— TASK SET —
A) Please reproduce the Deep Resolve article word for word between "Deep Resolve has" and "80 per cent.", inclusive.
B) Summarize the Deep Resolve article in two sentences.

═══ SOURCE PASSAGE

Siemens adds deep learning to maintain image quality during faster MR scanning

The quality of MR imaging is defined by the trade-off between scan time, resolution and image noise. Improving one of these parameters usually requires compromising on one of the others. Deep Resolve, a deep learning solution for image reconstruction from Siemens Healthineers, is designed to eliminate this dilemma. The company says it enables clinicians to choose a significantly faster scan time while reducing noise and keeping the same resolution or even increasing image quality.

Deep Resolve has potential to shorten scan times from the first step of image creation with all the available raw data. Its algorithms can therefore speed up scan times for brain MRI by up to 70 per cent while doubling resolution. Adding Simultaneous Multi-Slice (SMS) technology from Siemens Healthineers can accelerate scan time further, by up to 80 per cent.

“We can enable our customers in the NHS and private healthcare organisations to use their scanners in ways we have not seen before,” said Siemens Healthineers GB&I magnetic resonance business manager Alistair Piggot. “Knee imaging in MRI usually takes about 10 minutes on a 3.0T system. Using Deep Resolve algorithms, we got that time down to under two minutes, with the same image quality and diagnostic value.”

══════
═══ DATA UNDER STUDY

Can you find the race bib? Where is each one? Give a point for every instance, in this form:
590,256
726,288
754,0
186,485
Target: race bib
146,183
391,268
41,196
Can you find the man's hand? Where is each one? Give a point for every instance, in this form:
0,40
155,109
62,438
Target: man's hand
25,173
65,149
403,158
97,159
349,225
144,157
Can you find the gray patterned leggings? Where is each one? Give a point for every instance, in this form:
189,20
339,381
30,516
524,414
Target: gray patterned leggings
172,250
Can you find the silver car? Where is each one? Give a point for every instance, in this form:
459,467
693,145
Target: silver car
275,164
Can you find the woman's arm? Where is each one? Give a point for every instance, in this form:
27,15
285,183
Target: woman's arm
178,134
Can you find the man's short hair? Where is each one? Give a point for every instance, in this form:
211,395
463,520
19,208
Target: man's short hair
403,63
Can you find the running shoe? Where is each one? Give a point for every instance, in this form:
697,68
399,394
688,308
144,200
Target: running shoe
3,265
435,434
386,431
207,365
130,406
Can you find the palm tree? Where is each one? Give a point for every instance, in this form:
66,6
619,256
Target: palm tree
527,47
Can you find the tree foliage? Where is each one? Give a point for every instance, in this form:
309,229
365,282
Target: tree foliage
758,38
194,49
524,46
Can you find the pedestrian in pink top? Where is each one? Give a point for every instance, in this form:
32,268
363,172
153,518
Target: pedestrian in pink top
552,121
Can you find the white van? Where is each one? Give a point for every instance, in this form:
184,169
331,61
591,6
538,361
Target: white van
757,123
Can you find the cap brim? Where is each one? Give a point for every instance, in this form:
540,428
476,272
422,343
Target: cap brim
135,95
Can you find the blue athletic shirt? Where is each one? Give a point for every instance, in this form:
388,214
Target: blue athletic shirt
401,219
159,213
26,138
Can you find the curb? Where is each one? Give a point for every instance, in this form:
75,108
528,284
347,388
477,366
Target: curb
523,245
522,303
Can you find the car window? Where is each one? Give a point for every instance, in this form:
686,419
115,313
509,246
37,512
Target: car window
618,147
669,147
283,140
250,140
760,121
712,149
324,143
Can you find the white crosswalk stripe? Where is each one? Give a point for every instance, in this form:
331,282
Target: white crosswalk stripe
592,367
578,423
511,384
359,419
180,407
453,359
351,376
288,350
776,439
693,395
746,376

══════

— RESPONSES TO THE TASKS —
A)
Deep Resolve has potential to shorten scan times from the first step of image creation with all the available raw data. Its algorithms can therefore speed up scan times for brain MRI by up to 70 per cent while doubling resolution. Adding Simultaneous Multi-Slice (SMS) technology from Siemens Healthineers can accelerate scan time further, by up to 80 per cent.

B) Deep Resolve, a deep learning image reconstruction solution from Siemens Healthineers, is designed to remove the trade-off between MR scan time, resolution and image noise, so clinicians can scan significantly faster while reducing noise. Its algorithms can speed up brain MRI by up to 70 percent while doubling resolution, or up to 80 percent with Simultaneous Multi-Slice technology, and a Siemens Healthineers manager said knee imaging on a 3.0T system fell from about 10 minutes to under two with the same image quality and diagnostic value.